**Trecho fornecido**
——————————

Estranhamente, por um bom tempo não tivemos muitas obras do Super Homem, um dos heróis mais famosos dos quadrinhos. Em 2006 houve Superman:O Retorno (Superman Returns) dirigido por Brian Singer e estrelado por Brandon Ruth, o filme foi um desperdiço de um ótimo ator para interpretar Clark Kent e culminou em anos sem outra adaptação. Até, infelizmente, chegar 2013 com o filme O Homem de Aço (Man of Steel) dirigido por Zack Snyder trazendo uma versão bem mais tediosa e depressiva do personagem. Em uma época onde Injustiça: Deuses Entre Nós (Injustice 2021), The Boys (2019 -), Invencível (Invincible, 2021 -) e Brightburn: Filho das Trevas (Brightburn, 2019) são mídias extremamente consumidas bebendo do conceito de “heróis com grandes poderes que estão acima da humanidade” era necessário lembrar quem era o Super Homem. O público por muito tempo esqueceu como o herói é um escoteiro, de bom coração e não uma criatura acima da humanidade lidando com o complexo de Deus. A estreia de Minhas Aventuras com o Superman (My Adventures with Superman) em 2023 pode resgatar a essência do herói para o público e também o apresentar para uma nova geração.
A título de honestidade é necessário falar sobre como, muito semelhante a outras adaptações, Minhas Aventuras com Superman toma demasiadas liberdades criativas e mudam origens e personalidades cercando a mitologia do Super Homem. A questão é que a maioria das mudanças são essenciais para a animação ser tão única em relação a outras adaptações do Super Homem e também adaptações animadas de quadrinhos. Os designs dos vilões são os pontos mais fracos da obra por serem muito básicos, muito do mesmo e realmente a certo ponto não há nem como dizer exatamente que vilão do Super Homem ou do universo DC estamos lidando. Mas fora esse particular erro criativo, os pontos positivos do seriado são bem maiores.
No primeiro episódio podemos ver o Clark Kent (voz original de Jack Quaid) antes de ser Super Homem, tentando a normalidade na cidade de Metrópolis e mesmo assim constantemente utilizando suas habilidades para ajudar pessoas. Também acompanhamos seu primeiro dia no Clarim Diário, onde ele é apresentado a uma famosa personagem da sua mitologia – Lois Lane (voz original por Alice Lee) e há obviamente uma certa química aqui. Importante ressaltar como a personalidade dessa jovem Lois é extremamente bem encaixada nessa animação, sem a qual o seriado simplesmente não haveria desenvolvimento real. Os dois são acompanhados ao longo de sua primeira missão no Clarim Diário pelo fotógrafo Jimmy Olsen (voz original por Ishmel Sahid), amigo e colega de quarto de Clark, e o trio termina por seguir pistas importantes para o pontapé inicial do enredo. As aventuras desse trio são extremamente divertidas de aprender e acompanhar, enquanto o enredo explora os personagens e suas falhas de forma surpreendente. As falhas desses três são essenciais para a animação trazer uma narrativa única e bem vinda para adaptações de quadrinhos.

——————————

**Material fornecido**

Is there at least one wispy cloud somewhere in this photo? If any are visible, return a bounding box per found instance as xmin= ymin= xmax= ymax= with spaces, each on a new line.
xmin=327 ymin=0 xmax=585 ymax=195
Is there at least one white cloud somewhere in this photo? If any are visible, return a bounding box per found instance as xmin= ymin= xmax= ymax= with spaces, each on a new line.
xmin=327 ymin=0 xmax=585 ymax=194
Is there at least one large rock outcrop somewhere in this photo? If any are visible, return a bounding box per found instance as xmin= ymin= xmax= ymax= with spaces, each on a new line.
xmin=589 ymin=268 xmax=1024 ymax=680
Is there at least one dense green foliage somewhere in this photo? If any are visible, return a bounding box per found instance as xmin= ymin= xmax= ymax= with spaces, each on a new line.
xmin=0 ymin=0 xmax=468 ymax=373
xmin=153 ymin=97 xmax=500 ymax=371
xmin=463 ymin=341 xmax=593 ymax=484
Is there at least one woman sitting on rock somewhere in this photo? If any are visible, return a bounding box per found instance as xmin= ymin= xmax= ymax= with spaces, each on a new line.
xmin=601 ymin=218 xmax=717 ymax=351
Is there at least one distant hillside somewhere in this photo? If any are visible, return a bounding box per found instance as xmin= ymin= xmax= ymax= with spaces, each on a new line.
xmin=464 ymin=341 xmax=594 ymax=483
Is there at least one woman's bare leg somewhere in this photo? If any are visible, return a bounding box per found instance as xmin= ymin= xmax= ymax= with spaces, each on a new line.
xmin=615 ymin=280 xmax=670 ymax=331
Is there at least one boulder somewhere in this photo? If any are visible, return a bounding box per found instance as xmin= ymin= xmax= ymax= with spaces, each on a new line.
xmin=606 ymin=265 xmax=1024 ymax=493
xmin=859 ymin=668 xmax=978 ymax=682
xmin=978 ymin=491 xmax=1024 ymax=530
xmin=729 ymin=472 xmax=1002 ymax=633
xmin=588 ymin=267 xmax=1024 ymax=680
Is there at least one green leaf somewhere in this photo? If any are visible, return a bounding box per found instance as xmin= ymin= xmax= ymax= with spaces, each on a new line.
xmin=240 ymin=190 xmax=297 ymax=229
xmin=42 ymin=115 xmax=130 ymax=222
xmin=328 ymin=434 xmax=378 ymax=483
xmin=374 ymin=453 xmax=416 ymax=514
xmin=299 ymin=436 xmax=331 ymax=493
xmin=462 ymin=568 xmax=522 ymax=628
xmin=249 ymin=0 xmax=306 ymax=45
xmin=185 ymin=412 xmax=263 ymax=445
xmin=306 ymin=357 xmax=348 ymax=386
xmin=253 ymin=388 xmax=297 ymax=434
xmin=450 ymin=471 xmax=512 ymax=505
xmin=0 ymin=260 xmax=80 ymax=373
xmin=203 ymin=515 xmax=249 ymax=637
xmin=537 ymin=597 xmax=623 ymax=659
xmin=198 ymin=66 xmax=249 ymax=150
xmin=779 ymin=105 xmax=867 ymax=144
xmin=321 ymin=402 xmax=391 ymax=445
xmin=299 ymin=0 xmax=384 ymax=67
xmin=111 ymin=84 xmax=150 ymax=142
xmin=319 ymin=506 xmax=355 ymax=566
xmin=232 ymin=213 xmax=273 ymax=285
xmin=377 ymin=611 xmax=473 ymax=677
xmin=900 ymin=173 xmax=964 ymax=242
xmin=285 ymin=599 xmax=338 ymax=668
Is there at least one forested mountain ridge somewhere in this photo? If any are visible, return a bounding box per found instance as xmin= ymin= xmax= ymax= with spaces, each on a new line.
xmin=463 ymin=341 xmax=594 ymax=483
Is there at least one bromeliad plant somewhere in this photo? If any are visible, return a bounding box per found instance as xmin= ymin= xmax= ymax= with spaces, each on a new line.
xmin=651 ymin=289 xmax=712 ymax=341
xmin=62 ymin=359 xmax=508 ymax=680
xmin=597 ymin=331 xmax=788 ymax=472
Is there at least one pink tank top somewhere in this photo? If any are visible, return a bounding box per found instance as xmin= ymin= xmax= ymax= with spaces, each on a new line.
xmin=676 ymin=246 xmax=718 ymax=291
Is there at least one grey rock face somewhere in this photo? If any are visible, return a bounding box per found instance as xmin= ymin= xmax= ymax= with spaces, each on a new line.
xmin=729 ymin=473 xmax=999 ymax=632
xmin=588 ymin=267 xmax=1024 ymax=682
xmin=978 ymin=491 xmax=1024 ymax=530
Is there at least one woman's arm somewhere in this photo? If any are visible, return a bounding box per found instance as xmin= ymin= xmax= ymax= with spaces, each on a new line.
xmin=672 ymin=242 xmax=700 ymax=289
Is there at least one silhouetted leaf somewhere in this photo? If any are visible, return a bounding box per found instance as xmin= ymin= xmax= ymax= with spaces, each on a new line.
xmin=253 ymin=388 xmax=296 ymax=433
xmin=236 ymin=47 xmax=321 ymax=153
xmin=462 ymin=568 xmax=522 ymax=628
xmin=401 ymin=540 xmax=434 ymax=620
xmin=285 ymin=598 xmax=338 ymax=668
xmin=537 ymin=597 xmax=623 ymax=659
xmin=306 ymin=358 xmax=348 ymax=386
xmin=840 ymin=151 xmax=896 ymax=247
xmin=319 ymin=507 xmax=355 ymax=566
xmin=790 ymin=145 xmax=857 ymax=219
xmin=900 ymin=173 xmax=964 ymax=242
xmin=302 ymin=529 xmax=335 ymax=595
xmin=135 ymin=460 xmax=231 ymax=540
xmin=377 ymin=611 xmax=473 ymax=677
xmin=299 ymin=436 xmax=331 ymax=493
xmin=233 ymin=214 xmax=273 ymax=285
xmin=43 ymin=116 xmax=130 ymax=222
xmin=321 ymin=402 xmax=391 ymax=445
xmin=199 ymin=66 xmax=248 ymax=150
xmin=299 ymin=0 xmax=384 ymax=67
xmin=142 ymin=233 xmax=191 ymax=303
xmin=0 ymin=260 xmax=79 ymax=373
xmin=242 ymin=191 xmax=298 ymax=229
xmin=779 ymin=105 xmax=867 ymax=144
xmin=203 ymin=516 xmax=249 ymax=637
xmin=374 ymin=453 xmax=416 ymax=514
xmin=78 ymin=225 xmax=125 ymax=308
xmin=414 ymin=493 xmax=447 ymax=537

——————————

**Instrução escrita**
Liste todas as obras que o trecho fornecido apresenta como mídias extremamente consumidas que bebem do conceito de "heróis com grandes poderes que estão acima da humanidade".

**Resposta completa**
- Injustiça: Deuses Entre Nós (Injustice 2021)
- The Boys (2019 -)
- Invencível (Invincible, 2021 -)
- Brightburn: Filho das Trevas (Brightburn, 2019)